Starting at the line with "Mark the innermost point of each instance of the chicken" and running through the end of the material below, write those lines out again with "chicken piece" switched to "drumstick" and nothing else altered.
───── Records for the exercise
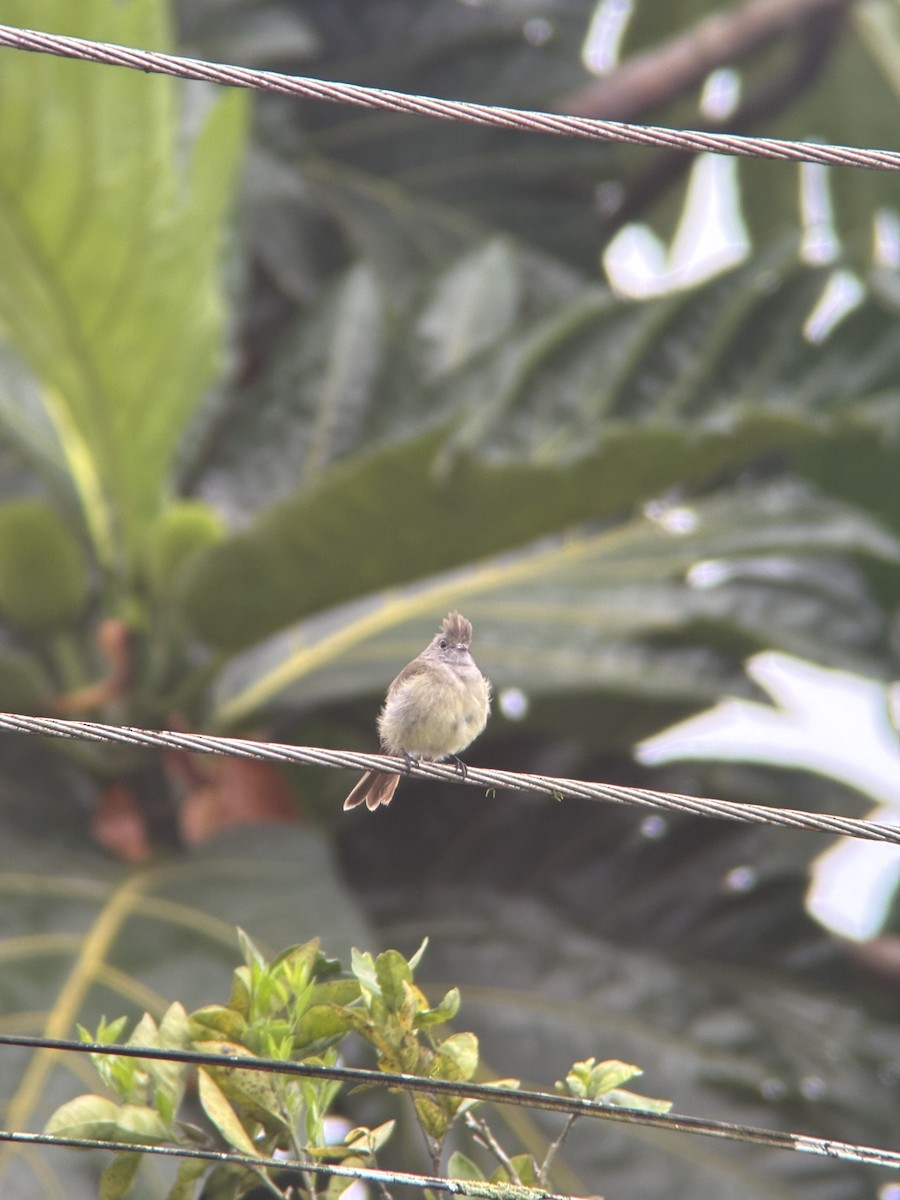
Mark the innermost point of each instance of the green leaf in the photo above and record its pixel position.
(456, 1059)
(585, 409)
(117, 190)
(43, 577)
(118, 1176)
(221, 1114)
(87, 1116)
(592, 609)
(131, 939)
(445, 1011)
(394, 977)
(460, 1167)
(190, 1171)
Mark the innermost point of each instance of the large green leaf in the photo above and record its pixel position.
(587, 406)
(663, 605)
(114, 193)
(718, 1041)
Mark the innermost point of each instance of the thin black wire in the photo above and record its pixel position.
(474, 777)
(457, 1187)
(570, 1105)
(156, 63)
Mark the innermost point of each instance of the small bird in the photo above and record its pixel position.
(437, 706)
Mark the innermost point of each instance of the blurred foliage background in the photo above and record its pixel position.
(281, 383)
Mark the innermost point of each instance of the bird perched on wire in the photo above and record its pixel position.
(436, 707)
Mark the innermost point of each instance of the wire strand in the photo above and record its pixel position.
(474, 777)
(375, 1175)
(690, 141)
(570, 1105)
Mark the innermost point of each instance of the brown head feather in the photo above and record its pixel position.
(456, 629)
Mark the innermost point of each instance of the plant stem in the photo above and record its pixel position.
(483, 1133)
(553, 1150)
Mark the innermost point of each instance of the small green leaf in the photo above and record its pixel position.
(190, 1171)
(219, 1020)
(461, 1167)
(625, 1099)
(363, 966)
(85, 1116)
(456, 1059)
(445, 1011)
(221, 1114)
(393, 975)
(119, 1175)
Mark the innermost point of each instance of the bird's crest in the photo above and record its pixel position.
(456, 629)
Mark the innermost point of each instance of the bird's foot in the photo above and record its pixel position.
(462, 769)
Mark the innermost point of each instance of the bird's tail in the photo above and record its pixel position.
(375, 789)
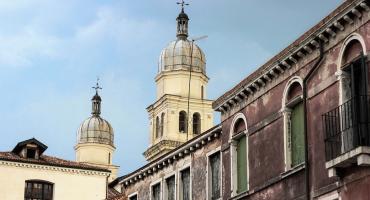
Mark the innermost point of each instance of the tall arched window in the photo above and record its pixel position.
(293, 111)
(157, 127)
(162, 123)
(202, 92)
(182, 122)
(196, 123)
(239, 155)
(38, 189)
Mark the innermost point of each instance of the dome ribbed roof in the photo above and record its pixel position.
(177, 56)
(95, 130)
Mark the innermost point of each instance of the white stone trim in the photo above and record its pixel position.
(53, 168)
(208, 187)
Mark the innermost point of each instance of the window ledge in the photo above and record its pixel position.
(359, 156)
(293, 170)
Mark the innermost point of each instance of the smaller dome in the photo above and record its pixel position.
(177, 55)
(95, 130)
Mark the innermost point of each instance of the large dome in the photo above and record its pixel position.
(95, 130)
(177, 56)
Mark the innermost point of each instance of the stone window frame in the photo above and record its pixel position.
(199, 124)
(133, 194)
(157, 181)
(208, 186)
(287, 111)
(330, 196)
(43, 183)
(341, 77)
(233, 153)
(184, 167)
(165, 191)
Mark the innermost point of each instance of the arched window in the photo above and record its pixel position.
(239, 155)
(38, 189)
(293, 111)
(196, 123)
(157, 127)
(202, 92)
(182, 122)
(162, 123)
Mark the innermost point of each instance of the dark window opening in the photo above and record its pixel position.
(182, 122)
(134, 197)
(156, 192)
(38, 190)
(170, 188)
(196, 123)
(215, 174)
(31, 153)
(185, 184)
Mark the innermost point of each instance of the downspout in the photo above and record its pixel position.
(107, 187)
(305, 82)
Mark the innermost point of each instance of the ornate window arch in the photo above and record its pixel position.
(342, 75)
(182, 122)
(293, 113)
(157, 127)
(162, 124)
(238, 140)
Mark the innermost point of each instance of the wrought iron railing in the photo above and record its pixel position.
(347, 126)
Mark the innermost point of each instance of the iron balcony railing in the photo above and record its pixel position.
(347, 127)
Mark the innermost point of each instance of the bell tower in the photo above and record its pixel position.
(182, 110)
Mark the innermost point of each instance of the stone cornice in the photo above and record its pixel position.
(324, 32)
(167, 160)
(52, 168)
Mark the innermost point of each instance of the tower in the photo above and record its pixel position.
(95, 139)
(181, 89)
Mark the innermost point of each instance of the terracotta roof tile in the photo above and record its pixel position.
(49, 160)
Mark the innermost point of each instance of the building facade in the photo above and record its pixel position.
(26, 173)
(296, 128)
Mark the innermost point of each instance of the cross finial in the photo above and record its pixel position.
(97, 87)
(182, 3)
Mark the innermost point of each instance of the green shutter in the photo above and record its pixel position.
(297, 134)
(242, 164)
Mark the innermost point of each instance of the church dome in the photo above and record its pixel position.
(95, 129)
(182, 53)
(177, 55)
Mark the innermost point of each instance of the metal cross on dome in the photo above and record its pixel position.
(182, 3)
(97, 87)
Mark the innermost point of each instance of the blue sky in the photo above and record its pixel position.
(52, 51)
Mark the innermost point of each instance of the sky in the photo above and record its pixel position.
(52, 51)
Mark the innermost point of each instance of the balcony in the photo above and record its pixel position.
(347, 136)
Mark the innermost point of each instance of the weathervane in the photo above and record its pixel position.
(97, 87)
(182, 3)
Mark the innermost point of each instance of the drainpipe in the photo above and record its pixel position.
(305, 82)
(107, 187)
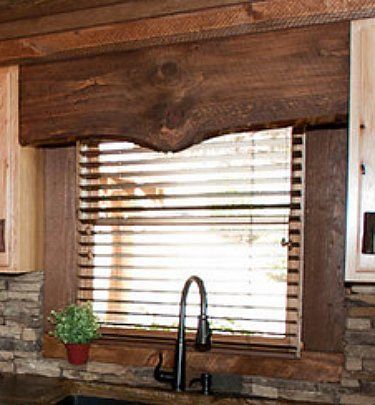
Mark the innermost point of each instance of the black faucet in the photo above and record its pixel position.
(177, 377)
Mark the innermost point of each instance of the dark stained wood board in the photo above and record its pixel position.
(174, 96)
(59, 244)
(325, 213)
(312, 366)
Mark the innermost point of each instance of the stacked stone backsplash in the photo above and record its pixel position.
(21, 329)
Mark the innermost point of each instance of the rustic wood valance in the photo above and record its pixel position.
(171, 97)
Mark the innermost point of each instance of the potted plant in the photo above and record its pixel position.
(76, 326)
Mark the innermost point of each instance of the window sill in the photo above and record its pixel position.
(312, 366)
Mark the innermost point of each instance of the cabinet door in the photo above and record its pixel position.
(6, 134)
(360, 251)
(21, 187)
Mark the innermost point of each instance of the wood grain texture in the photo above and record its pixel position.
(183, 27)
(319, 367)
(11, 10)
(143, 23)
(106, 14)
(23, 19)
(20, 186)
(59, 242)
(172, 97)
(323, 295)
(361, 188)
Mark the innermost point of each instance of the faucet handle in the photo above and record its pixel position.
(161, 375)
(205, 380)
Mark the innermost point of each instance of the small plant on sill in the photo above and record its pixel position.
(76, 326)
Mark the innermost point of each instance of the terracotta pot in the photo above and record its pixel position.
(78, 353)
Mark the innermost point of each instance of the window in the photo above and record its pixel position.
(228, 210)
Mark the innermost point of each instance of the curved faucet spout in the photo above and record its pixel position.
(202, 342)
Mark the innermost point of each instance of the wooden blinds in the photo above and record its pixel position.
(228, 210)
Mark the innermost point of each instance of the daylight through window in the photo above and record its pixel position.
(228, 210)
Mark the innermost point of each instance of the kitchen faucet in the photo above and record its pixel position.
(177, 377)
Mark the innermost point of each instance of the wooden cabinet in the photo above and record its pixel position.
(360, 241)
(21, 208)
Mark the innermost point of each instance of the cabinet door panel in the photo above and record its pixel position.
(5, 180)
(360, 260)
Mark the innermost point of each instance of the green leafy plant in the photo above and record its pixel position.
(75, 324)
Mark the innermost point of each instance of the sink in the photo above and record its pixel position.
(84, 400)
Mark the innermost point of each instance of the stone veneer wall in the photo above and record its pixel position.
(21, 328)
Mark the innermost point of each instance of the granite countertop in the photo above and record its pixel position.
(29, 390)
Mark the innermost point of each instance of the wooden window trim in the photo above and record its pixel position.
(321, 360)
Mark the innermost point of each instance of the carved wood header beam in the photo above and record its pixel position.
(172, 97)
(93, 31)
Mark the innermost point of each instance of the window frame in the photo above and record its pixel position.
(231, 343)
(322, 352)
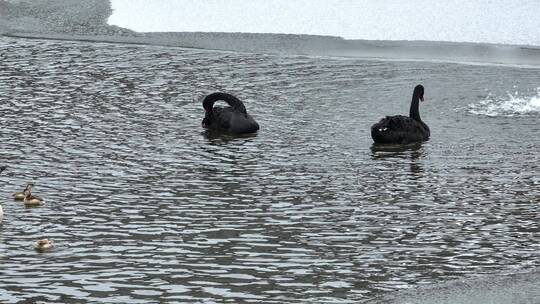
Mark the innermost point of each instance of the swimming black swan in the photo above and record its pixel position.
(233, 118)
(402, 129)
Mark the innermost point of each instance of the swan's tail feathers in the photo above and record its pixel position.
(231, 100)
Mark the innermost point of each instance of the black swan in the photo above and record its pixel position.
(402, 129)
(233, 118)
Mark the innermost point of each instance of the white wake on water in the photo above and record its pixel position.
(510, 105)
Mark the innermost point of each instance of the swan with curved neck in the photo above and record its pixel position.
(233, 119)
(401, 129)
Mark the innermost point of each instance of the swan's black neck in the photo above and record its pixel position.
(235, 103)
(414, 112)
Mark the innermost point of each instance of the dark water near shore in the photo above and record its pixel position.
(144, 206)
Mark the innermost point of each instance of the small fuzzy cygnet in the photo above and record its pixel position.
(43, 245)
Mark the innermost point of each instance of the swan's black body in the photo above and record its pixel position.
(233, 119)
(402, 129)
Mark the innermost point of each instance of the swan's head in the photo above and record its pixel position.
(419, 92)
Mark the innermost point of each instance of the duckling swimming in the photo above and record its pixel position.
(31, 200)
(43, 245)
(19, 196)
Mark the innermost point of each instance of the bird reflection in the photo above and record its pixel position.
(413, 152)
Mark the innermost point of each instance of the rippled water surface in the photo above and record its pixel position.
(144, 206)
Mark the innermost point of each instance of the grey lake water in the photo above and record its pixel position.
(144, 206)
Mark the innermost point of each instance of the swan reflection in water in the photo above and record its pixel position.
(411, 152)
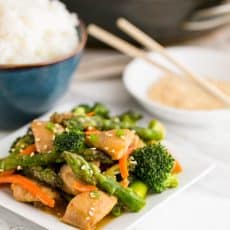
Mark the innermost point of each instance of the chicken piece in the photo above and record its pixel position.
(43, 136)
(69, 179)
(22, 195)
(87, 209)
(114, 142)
──────────
→ Solution for this task
Mark the innermost point of each instance of the drumstick in the photo above and record its pixel position.
(43, 136)
(69, 179)
(22, 195)
(87, 209)
(114, 142)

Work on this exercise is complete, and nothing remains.